**Work to complete:** Write out the listing beneath this instruction in its entirety, exactly as it reads.

**Dataset entries:**
#####

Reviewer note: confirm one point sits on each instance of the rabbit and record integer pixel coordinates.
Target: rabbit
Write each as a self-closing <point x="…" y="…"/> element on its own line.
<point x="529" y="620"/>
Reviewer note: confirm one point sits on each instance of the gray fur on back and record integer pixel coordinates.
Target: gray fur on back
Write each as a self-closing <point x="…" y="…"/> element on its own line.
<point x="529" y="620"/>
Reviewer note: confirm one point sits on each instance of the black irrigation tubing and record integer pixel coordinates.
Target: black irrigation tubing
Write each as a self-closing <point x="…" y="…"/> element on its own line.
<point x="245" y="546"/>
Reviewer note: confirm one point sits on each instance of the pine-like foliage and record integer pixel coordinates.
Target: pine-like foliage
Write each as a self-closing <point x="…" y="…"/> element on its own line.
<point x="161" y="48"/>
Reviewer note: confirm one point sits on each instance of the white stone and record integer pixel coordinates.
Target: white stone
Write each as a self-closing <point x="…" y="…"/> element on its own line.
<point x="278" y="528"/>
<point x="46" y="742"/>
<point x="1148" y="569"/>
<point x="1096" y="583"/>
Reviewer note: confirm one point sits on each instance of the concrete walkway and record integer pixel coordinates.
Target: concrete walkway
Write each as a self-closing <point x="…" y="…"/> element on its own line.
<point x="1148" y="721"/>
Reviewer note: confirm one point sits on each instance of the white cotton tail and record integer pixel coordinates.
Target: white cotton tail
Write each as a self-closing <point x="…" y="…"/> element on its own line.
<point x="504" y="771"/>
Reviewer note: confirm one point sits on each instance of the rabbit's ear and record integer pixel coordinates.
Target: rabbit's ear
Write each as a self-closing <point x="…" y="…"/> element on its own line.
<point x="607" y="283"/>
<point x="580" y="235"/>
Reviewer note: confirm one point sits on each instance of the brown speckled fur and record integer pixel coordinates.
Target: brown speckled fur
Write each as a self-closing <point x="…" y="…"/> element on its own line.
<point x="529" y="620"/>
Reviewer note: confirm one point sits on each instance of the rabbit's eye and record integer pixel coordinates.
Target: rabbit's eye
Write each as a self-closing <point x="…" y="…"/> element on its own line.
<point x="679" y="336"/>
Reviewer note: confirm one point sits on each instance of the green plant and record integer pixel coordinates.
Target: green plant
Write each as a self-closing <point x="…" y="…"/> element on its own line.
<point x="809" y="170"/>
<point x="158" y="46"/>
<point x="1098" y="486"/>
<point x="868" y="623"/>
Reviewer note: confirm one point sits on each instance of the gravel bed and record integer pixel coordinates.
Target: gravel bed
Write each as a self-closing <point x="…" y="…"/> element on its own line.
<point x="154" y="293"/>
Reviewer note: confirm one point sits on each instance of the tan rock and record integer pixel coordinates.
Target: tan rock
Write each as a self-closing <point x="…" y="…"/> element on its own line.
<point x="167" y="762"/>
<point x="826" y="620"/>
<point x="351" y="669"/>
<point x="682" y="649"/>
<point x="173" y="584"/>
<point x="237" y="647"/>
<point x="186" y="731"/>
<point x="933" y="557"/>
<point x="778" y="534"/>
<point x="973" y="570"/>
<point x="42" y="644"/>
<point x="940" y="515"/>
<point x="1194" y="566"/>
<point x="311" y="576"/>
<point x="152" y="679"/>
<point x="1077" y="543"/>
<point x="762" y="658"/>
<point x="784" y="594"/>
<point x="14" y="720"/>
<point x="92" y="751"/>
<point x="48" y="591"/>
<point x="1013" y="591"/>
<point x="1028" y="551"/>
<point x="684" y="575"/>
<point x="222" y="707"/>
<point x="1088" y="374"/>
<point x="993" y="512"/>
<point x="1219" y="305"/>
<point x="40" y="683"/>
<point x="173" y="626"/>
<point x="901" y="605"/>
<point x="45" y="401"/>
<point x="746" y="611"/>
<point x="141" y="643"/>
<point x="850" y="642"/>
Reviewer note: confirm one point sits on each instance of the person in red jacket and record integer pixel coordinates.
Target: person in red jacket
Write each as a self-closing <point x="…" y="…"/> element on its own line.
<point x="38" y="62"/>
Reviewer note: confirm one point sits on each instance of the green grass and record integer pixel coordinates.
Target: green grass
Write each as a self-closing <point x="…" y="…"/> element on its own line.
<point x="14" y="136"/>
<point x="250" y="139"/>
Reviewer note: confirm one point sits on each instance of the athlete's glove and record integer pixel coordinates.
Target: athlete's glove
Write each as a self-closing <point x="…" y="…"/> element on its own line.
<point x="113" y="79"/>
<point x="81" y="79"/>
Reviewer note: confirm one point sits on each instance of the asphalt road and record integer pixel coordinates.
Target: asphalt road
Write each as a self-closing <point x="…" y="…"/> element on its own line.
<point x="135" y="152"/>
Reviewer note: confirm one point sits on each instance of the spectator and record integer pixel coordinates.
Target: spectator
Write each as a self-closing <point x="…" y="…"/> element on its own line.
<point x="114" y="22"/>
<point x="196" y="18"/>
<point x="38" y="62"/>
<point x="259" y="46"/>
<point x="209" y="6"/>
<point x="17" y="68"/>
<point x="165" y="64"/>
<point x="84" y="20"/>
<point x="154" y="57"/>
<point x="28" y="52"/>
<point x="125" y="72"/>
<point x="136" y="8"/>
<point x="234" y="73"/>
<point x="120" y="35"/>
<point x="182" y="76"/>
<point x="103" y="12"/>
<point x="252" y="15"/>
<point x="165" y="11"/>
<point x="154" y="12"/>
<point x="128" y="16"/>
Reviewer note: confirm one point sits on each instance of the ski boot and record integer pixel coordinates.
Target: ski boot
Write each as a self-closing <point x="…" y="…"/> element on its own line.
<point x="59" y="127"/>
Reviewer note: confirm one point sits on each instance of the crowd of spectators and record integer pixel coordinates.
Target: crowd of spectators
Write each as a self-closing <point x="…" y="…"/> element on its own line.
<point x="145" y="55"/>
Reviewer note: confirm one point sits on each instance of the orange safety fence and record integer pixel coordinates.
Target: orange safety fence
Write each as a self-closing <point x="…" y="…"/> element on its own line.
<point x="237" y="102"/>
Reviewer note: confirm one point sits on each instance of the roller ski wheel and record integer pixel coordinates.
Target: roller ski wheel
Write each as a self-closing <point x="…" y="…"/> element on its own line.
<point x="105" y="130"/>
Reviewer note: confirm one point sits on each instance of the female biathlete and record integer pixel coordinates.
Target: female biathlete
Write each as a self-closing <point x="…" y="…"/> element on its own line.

#####

**Output:**
Reviewer note: confirm one point sits on each instance of the rabbit and record integer pixel coordinates.
Target: rabbit
Write each as a self-closing <point x="…" y="…"/> element on its own line.
<point x="529" y="620"/>
Reviewer note: confirm one point sits on each instance of the gray fur on back and record integer pixel coordinates.
Target: gray fur on back
Write each as a self-closing <point x="…" y="…"/> element on its own line.
<point x="529" y="620"/>
Reviewer note: confirm one point sits on each instance of the black irrigation tubing and record integer pixel coordinates.
Target: black irrigation tubing
Write each as a self-closing <point x="…" y="…"/> element on its own line.
<point x="245" y="546"/>
Reviewer note: confirm one point sits on each instance of the pine-like foliage and record integer pixel coordinates.
Target: pine-like foliage
Write each as a self-closing <point x="…" y="…"/> element on its own line.
<point x="161" y="48"/>
Reviewer note: confirm one point sits on each instance of the white stone and record integer pixel coordinates.
Target: white stone
Write each as a self-closing <point x="…" y="…"/> element on its own line.
<point x="278" y="528"/>
<point x="46" y="742"/>
<point x="1148" y="569"/>
<point x="1096" y="583"/>
Reviewer note: confirm one point sits on each instance of the concrete walkway and record integer pixel coordinates.
Target: concrete walkway
Write each as a self-closing <point x="…" y="…"/> element on its own line.
<point x="1148" y="721"/>
Reviewer note: confirm one point sits on each instance of the white cotton tail and record integer pixel coordinates.
Target: white cotton tail
Write each as a self-closing <point x="…" y="…"/> element on its own line.
<point x="504" y="771"/>
Reviewer note: confirm one point sits on each instance of the rabbit's ear and record integer pixel coordinates.
Target: rabbit's ear
Write each as a self-closing <point x="…" y="…"/> element on its own line.
<point x="607" y="283"/>
<point x="580" y="235"/>
Reviewer note: confirm one point sits on each instance of the brown speckled fur and record integer pixel coordinates.
Target: brown speckled fur
Write each as a self-closing <point x="…" y="…"/> element on its own line.
<point x="529" y="620"/>
Reviewer note: confirm one point sits on each instance of the rabbit's eye and record integer pixel coordinates.
Target: rabbit's eye
Write each as a self-closing <point x="…" y="…"/> element on its own line.
<point x="679" y="336"/>
Reviewer note: confirm one point sits on each instance of the green plant and record integer pixel coordinates.
Target: green plant
Write each as a self-closing <point x="…" y="…"/> element on its own line.
<point x="809" y="170"/>
<point x="158" y="46"/>
<point x="1098" y="486"/>
<point x="868" y="623"/>
Reviewer note: confirm one point sits on each instance of the gravel bed and record integer pixel coordinates.
Target: gravel bed
Write each as a self-closing <point x="…" y="…"/> element on its own line.
<point x="154" y="293"/>
Reviewer note: confirm one point sits on each instance of the tan rock and record integer pixel coordinates.
Target: tan rock
Write each as a self-closing <point x="…" y="…"/> element on its own line.
<point x="167" y="762"/>
<point x="826" y="620"/>
<point x="351" y="669"/>
<point x="682" y="649"/>
<point x="173" y="584"/>
<point x="237" y="647"/>
<point x="186" y="731"/>
<point x="933" y="557"/>
<point x="778" y="534"/>
<point x="973" y="570"/>
<point x="42" y="644"/>
<point x="940" y="515"/>
<point x="1194" y="566"/>
<point x="311" y="576"/>
<point x="152" y="679"/>
<point x="1077" y="543"/>
<point x="762" y="658"/>
<point x="784" y="594"/>
<point x="14" y="720"/>
<point x="92" y="751"/>
<point x="48" y="591"/>
<point x="1013" y="591"/>
<point x="1028" y="551"/>
<point x="684" y="575"/>
<point x="222" y="707"/>
<point x="1088" y="374"/>
<point x="993" y="512"/>
<point x="1219" y="305"/>
<point x="40" y="683"/>
<point x="173" y="626"/>
<point x="901" y="605"/>
<point x="45" y="401"/>
<point x="746" y="611"/>
<point x="141" y="643"/>
<point x="850" y="642"/>
Reviewer note: confirm one point sits on each instance of the person in red jacket and record integer pixel coordinates.
Target: person in red jacket
Write each as a self-closing <point x="…" y="…"/> element on its own line.
<point x="38" y="62"/>
Reviewer note: confirm one point sits on each instance of the green grass and record integer pixel coordinates.
Target: green grass
Write each as a self-closing <point x="…" y="…"/> element on its own line.
<point x="14" y="136"/>
<point x="250" y="139"/>
Reviewer note: confirm one point sits on each instance of the athlete's glove and record integer pixel coordinates.
Target: athlete's glove
Write each as a self-closing <point x="…" y="…"/> element on its own line.
<point x="113" y="79"/>
<point x="81" y="79"/>
Reviewer note: confirm one point sits on each instance of the asphalt road and record integer pixel coordinates.
Target: asphalt road
Write each as a self-closing <point x="…" y="…"/> element on its own line.
<point x="135" y="152"/>
Reviewer note: confirm one point sits on each instance of the spectator and record integer pixel coordinates.
Target: spectator
Write each as a self-closing <point x="…" y="…"/> element on its own line.
<point x="114" y="22"/>
<point x="196" y="18"/>
<point x="38" y="62"/>
<point x="259" y="46"/>
<point x="209" y="6"/>
<point x="17" y="68"/>
<point x="165" y="64"/>
<point x="84" y="20"/>
<point x="154" y="57"/>
<point x="28" y="52"/>
<point x="125" y="72"/>
<point x="136" y="8"/>
<point x="234" y="73"/>
<point x="120" y="35"/>
<point x="182" y="76"/>
<point x="103" y="12"/>
<point x="252" y="15"/>
<point x="165" y="11"/>
<point x="154" y="12"/>
<point x="128" y="16"/>
Reviewer note: confirm one point sits on each instance of the ski boot and record integer pixel coordinates.
Target: ski boot
Write each as a self-closing <point x="…" y="…"/> element on its own line.
<point x="59" y="127"/>
Reviewer note: confirm one point sits on each instance of the crowd of spectators and record integer pixel coordinates.
Target: crowd of spectators
Write each as a self-closing <point x="…" y="…"/> element on its own line.
<point x="145" y="55"/>
Reviewer note: confirm one point sits on each instance of the orange safety fence and record integer pixel coordinates.
Target: orange safety fence
Write each as a self-closing <point x="…" y="…"/> element on its own line.
<point x="237" y="102"/>
Reviewer note: confirm one point sits on each instance of the roller ski wheel and record integer pixel coordinates.
Target: roller ski wheel
Write each as a self-closing <point x="…" y="…"/> element on its own line.
<point x="105" y="130"/>
Reviewer note: confirm one point sits on each instance of the female biathlete and record integer pixel coordinates.
Target: female biathlete
Write each as a self-closing <point x="…" y="…"/> element on its own line.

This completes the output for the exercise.